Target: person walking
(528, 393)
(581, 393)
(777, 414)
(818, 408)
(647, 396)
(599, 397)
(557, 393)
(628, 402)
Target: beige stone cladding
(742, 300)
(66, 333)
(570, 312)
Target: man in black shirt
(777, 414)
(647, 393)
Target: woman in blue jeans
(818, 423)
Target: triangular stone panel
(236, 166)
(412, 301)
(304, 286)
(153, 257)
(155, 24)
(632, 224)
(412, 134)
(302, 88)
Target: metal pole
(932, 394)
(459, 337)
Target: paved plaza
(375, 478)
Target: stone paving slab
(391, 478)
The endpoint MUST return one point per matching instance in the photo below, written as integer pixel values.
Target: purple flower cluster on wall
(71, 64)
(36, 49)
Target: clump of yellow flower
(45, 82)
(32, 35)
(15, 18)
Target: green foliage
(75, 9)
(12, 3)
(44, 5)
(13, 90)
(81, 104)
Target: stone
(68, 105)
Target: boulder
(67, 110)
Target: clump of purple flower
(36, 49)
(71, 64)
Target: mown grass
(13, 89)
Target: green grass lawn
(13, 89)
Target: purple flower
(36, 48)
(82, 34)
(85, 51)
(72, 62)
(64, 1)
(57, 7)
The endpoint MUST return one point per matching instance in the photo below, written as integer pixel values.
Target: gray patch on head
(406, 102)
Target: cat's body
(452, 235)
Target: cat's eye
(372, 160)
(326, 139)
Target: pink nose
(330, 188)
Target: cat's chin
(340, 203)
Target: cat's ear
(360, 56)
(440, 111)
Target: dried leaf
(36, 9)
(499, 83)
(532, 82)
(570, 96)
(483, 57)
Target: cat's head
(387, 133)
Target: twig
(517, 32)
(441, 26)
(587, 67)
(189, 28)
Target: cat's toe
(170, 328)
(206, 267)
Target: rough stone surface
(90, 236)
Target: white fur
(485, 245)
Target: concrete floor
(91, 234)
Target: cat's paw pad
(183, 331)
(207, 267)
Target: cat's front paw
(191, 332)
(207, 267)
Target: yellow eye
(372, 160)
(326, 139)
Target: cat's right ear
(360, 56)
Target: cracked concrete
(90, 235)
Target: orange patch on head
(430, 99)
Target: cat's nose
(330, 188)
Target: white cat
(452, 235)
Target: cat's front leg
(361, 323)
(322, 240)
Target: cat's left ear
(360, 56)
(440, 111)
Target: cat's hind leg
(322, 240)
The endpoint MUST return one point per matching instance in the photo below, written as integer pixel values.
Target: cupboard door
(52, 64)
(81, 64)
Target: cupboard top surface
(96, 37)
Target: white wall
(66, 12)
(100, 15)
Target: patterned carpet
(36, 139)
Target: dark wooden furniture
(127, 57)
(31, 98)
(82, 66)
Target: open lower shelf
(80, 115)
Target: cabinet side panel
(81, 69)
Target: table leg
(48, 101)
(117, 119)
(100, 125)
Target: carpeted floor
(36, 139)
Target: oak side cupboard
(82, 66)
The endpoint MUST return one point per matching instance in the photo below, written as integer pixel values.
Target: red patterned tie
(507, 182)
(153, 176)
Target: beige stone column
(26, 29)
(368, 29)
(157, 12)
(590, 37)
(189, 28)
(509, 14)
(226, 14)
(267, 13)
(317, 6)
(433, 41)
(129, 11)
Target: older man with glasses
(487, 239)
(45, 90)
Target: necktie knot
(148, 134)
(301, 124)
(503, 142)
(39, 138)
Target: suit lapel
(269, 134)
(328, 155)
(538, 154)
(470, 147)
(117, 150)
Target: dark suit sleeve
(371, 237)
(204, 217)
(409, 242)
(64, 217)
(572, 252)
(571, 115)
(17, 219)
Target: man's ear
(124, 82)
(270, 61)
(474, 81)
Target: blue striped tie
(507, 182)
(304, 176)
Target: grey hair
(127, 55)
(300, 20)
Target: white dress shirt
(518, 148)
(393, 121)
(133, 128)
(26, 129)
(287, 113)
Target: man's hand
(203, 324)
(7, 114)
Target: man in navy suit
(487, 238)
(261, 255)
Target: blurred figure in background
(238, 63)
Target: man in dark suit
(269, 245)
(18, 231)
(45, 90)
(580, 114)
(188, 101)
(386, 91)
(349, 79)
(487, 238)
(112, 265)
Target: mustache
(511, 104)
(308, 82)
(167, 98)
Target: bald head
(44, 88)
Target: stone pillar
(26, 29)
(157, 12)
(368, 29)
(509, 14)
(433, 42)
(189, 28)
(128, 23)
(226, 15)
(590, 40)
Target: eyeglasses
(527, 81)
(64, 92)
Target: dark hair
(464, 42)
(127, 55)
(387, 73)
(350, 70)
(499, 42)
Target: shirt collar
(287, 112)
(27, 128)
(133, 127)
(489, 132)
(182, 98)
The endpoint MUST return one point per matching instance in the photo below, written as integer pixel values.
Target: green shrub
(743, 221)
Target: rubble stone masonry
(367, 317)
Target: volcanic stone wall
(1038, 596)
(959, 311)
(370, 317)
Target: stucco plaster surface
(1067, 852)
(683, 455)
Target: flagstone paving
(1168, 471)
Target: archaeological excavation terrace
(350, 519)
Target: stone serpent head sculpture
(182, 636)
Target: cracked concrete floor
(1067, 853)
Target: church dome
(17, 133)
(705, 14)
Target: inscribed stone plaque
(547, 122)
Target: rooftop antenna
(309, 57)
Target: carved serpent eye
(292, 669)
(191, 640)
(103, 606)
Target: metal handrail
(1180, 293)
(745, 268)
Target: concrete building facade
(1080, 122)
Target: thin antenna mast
- - - - - - -
--- Stated goal ---
Reproduce the full listing exactly.

--- The reply ---
Target: person walking
(528, 393)
(581, 393)
(777, 414)
(818, 408)
(647, 396)
(599, 397)
(557, 393)
(628, 402)
Target: beige stone cladding
(742, 300)
(66, 333)
(570, 312)
Target: man in black shirt
(777, 414)
(647, 393)
Target: woman in blue jeans
(818, 423)
Target: triangular stone panel
(236, 166)
(412, 301)
(304, 286)
(153, 257)
(155, 24)
(632, 224)
(412, 134)
(302, 88)
Target: metal pole
(932, 394)
(459, 337)
Target: paved plaza
(375, 478)
Target: stone paving slab
(391, 478)
The endpoint MUST return one point per matching instance in the photo below, written as integer pixel values.
Target: purple flower cluster on wall
(71, 64)
(36, 49)
Target: clump of yellow flower
(45, 82)
(32, 35)
(15, 18)
Target: green foliage
(75, 9)
(12, 3)
(44, 5)
(13, 90)
(81, 104)
Target: stone
(68, 105)
Target: boulder
(67, 110)
Target: clump of purple flower
(36, 49)
(71, 64)
Target: mown grass
(13, 89)
Target: green grass lawn
(13, 89)
Target: purple flower
(36, 48)
(82, 34)
(85, 51)
(72, 62)
(64, 1)
(57, 7)
The endpoint MUST return one point per matching instance in the photo below, written as integer pixel values.
Target: gray patch on head
(406, 102)
Target: cat's body
(452, 235)
Target: cat's eye
(372, 160)
(326, 139)
Target: pink nose
(330, 188)
Target: cat's chin
(340, 203)
Target: cat's ear
(360, 56)
(440, 111)
Target: dried leaf
(36, 9)
(499, 83)
(532, 82)
(570, 96)
(483, 57)
Target: cat's head
(387, 133)
Target: twig
(517, 32)
(441, 26)
(587, 67)
(189, 28)
Target: cat's toe
(170, 328)
(206, 267)
Target: rough stone surface
(90, 236)
Target: white fur
(485, 245)
Target: concrete floor
(91, 234)
Target: cat's paw pad
(183, 331)
(207, 267)
Target: cat's front paw
(191, 332)
(207, 267)
Target: yellow eye
(372, 160)
(326, 139)
Target: cat's right ear
(360, 56)
Target: cracked concrete
(90, 235)
Target: orange patch on head
(430, 99)
Target: cat's nose
(330, 188)
Target: white cat
(452, 235)
Target: cat's front leg
(361, 323)
(322, 240)
Target: cat's left ear
(360, 56)
(440, 111)
Target: cat's hind leg
(322, 240)
The endpoint MUST return one point per matching instance in the photo below, written as integer pixel values.
Target: cupboard door
(52, 64)
(81, 64)
Target: cupboard top surface
(96, 37)
Target: white wall
(66, 12)
(100, 15)
Target: patterned carpet
(36, 139)
Target: dark wooden furniture
(127, 57)
(31, 98)
(82, 66)
Target: open lower shelf
(80, 115)
Target: cabinet side panel
(81, 69)
Target: table leg
(48, 101)
(117, 119)
(100, 125)
Target: carpeted floor
(36, 139)
Target: oak side cupboard
(82, 66)
The endpoint MUST return one point per matching instance in the photo below, written as integer pixel values.
Target: red patterned tie
(507, 182)
(153, 176)
Target: beige stone column
(26, 29)
(368, 29)
(157, 12)
(590, 37)
(189, 28)
(509, 14)
(226, 14)
(267, 13)
(317, 6)
(433, 41)
(129, 11)
Target: older man with glasses
(487, 239)
(45, 90)
Target: necktie knot
(148, 134)
(301, 124)
(503, 142)
(39, 138)
Target: suit lapel
(269, 134)
(328, 155)
(538, 154)
(470, 147)
(117, 150)
Target: dark suit sleeve
(371, 237)
(204, 217)
(409, 242)
(64, 217)
(572, 252)
(571, 115)
(17, 219)
Target: man's ear
(124, 82)
(270, 61)
(474, 81)
Target: blue striped tie
(507, 182)
(304, 176)
Target: grey hair
(127, 55)
(300, 20)
Target: white dress shirt
(518, 148)
(393, 121)
(133, 128)
(26, 129)
(287, 113)
Target: man's hand
(203, 324)
(7, 114)
Target: man in navy suit
(487, 238)
(261, 255)
Target: blurred figure in background
(238, 63)
Target: man in dark suit
(269, 245)
(18, 231)
(45, 90)
(580, 114)
(188, 101)
(386, 91)
(349, 79)
(487, 238)
(112, 265)
Target: mustache
(511, 104)
(308, 82)
(167, 98)
Target: bald head
(44, 88)
Target: stone pillar
(26, 29)
(157, 12)
(368, 29)
(509, 14)
(433, 42)
(189, 28)
(128, 23)
(226, 15)
(590, 40)
Target: eyeglasses
(527, 81)
(64, 92)
Target: dark hair
(464, 42)
(127, 55)
(387, 73)
(350, 70)
(499, 42)
Target: shirt collar
(287, 112)
(27, 128)
(133, 127)
(489, 132)
(182, 98)
The endpoint MUST return one point per matching instance in the photo below, written as integer pixel values.
Target: green shrub
(743, 221)
Target: rubble stone masonry
(367, 317)
Target: volcanic stone wall
(1038, 596)
(959, 311)
(370, 317)
Target: stucco plaster surface
(1067, 852)
(683, 455)
Target: flagstone paving
(1168, 471)
Target: archaeological excavation terrace
(350, 519)
Target: stone serpent head sculpture
(182, 636)
Target: cracked concrete floor
(1067, 853)
Target: church dome
(17, 133)
(705, 14)
Target: inscribed stone plaque
(547, 122)
Target: rooftop antenna
(309, 57)
Target: carved serpent eye
(292, 669)
(191, 640)
(103, 606)
Target: metal handrail
(1180, 293)
(745, 268)
Target: concrete building facade
(1080, 122)
Target: thin antenna mast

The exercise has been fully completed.